Reproduce the material from the line with "query (the noun phrase to segment): rose stem" to the line with "111), (39, 111)]", requests included. Scale every coordinate in the answers by 0.4 and round to whole numbers, with halves going up.

## start TASK INPUTS

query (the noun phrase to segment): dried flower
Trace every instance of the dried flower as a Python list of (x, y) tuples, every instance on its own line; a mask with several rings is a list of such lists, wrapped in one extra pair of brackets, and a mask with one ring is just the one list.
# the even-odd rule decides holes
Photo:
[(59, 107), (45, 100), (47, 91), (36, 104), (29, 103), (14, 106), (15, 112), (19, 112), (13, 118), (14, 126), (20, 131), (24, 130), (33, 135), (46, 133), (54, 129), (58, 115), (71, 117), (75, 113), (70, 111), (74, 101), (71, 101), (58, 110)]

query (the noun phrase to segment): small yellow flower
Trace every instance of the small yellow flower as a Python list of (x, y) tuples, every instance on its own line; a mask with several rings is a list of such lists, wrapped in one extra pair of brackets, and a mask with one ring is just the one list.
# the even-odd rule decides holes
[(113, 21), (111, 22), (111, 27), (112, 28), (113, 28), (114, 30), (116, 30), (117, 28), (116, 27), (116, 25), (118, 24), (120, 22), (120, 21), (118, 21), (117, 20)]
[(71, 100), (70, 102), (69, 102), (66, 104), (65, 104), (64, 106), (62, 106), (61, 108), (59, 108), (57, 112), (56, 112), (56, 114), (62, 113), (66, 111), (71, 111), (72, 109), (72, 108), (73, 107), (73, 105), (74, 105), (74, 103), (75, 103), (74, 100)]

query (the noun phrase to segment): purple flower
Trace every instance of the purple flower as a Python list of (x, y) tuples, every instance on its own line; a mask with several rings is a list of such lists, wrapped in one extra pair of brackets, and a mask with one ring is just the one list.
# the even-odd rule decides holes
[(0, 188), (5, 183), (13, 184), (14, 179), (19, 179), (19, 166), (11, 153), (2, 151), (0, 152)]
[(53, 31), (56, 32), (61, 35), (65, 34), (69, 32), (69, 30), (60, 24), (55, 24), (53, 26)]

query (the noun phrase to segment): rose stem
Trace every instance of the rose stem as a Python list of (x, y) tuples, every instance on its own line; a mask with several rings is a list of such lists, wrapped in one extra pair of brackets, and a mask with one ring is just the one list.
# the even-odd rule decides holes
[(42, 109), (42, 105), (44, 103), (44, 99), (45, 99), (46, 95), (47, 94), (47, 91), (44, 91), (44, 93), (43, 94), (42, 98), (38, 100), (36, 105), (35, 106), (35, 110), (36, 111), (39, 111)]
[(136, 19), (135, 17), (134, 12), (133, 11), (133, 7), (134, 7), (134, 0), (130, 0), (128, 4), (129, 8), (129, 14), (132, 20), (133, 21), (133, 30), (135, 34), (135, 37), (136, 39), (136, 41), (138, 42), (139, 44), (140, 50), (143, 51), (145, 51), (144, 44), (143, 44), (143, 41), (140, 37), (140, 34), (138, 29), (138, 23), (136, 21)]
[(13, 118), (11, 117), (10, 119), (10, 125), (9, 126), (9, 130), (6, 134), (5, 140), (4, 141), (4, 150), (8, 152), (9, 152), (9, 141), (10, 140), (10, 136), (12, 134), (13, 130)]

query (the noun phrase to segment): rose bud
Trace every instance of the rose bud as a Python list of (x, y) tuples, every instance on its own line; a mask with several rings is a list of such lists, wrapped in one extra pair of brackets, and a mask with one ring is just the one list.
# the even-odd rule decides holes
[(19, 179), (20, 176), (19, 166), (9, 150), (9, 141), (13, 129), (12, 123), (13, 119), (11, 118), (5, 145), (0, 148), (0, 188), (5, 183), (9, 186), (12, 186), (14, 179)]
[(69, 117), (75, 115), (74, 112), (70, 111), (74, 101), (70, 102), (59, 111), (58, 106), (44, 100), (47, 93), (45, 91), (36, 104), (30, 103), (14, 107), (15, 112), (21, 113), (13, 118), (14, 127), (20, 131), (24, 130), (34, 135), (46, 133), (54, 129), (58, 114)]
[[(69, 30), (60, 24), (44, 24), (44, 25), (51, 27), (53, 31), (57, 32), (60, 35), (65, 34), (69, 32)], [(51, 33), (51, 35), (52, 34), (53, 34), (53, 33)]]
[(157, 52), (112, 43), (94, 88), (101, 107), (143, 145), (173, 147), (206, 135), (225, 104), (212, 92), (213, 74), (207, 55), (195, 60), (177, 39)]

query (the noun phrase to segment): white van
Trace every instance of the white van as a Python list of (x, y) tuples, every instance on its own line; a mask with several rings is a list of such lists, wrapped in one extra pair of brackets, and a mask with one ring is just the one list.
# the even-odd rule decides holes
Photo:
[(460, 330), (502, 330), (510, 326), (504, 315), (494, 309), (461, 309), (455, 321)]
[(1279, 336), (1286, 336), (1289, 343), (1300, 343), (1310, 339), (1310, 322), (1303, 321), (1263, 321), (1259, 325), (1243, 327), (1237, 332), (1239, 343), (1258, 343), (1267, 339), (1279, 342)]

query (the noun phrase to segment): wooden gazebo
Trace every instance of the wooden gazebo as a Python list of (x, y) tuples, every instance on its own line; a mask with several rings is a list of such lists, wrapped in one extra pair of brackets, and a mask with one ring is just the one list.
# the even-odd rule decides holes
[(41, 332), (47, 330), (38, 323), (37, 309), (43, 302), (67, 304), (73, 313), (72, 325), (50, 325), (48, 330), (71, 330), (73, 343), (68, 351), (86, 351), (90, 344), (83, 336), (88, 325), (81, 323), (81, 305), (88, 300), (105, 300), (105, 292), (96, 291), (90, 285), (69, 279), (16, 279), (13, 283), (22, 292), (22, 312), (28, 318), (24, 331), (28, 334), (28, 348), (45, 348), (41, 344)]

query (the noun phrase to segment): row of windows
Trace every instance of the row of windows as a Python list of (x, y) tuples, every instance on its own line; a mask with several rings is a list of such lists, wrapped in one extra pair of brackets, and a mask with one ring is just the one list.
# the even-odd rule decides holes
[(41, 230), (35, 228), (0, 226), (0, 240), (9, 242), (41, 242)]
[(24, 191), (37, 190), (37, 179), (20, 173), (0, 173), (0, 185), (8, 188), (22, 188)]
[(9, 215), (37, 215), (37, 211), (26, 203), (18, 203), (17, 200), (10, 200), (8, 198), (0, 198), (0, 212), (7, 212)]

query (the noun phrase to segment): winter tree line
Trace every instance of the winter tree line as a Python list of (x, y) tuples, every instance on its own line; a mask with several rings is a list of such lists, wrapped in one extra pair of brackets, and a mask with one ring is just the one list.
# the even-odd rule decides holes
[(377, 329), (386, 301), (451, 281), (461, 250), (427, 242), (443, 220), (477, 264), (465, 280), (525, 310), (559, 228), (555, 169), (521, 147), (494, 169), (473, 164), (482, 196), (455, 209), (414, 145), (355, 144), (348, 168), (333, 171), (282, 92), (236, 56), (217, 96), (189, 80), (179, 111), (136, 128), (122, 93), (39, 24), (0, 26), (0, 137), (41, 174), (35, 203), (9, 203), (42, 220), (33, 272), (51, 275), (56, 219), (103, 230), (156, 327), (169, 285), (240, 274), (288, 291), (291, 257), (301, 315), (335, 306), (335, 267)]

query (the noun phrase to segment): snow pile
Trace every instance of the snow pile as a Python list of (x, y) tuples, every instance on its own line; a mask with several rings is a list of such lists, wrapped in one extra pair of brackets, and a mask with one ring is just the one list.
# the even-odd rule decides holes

## end TASK INPUTS

**ANSWER TO THE PROBLEM**
query (the noun phrase to segment): rose stem
Trace every instance of the rose stem as a Python list of (x, y) tuples, every instance on its own line; a mask with several rings is a list of such lists, wrapped in one extra pair of brackets, and a mask with one ring is just the one list.
# the even-odd rule decides holes
[(17, 44), (17, 42), (18, 41), (18, 40), (18, 40), (18, 38), (19, 38), (19, 36), (18, 36), (18, 37), (17, 38), (17, 39), (15, 40), (14, 42), (14, 42), (14, 44), (14, 44), (16, 44)]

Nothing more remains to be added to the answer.